--- Work to be completed ---
Within the records below, reproduce without change the lines from the line that has "TARGET = weather vane" through the line that has "TARGET = ornate stone cross", and only those.

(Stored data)

--------------------

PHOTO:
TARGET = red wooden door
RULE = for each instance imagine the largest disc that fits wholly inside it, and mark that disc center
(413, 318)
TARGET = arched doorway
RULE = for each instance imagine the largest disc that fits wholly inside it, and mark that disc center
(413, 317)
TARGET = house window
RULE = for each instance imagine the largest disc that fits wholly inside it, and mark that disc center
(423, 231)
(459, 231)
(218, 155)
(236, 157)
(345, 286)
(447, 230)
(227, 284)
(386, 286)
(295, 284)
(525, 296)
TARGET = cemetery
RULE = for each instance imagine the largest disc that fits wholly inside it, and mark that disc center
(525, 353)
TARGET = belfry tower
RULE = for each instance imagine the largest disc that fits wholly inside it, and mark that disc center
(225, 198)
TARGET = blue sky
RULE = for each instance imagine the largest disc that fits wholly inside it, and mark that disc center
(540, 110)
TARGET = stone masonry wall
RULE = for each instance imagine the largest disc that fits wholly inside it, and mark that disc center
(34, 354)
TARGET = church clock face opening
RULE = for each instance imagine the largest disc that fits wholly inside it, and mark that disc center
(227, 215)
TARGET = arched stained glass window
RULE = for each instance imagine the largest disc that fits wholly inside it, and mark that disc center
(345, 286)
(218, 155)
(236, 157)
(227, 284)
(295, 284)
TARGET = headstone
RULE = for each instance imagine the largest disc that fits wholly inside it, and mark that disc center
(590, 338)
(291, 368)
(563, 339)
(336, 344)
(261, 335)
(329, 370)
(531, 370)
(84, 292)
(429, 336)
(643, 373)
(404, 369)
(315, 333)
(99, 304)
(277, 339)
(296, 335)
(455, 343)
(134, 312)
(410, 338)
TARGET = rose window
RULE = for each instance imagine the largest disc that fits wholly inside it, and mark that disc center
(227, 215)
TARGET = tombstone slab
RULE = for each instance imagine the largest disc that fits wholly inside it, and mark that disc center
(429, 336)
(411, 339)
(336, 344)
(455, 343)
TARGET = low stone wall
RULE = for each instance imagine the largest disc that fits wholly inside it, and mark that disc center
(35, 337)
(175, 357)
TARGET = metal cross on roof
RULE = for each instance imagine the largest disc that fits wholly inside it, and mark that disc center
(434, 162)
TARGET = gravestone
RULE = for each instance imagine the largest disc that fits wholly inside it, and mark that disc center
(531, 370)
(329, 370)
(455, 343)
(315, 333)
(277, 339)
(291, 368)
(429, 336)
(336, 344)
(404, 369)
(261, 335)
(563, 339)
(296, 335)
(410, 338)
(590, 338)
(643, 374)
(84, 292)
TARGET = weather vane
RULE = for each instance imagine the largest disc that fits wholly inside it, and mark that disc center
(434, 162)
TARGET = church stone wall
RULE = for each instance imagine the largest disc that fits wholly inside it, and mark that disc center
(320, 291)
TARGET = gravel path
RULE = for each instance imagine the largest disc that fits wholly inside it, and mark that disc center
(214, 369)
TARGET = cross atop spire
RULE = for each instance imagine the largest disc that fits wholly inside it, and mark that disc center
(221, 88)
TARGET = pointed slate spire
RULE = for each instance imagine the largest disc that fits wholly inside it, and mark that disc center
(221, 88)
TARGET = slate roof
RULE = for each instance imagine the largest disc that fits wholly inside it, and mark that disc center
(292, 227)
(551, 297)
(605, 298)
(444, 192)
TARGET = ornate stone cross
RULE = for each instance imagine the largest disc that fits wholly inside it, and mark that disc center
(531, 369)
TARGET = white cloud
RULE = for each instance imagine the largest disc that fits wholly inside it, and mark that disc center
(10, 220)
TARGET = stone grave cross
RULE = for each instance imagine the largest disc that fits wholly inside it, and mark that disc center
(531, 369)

--------------------

--- Exercise result ---
TARGET = weather vane
RULE = for each instance imagine the largest disc that fits wholly inside it, and mark that disc center
(434, 162)
TARGET = church stone wall
RULE = for each instance imagine the largest disc that fits wholly inside it, and mark that disc center
(320, 291)
TARGET = gravel path
RULE = for each instance imagine the largest disc that fits wholly inside it, and mark that disc center
(214, 369)
TARGET = cross atop spire
RULE = for each instance imagine the largest disc that fits wholly inside it, and mark that disc center
(221, 88)
TARGET = pointed slate spire
RULE = for each instance imagine the largest disc that fits wholly inside it, and mark that disc center
(221, 88)
TARGET = slate roof
RULE = for each instance imagine the largest disc that fits wholly inside it, and mark that disc center
(292, 227)
(551, 297)
(605, 298)
(444, 192)
TARGET = ornate stone cross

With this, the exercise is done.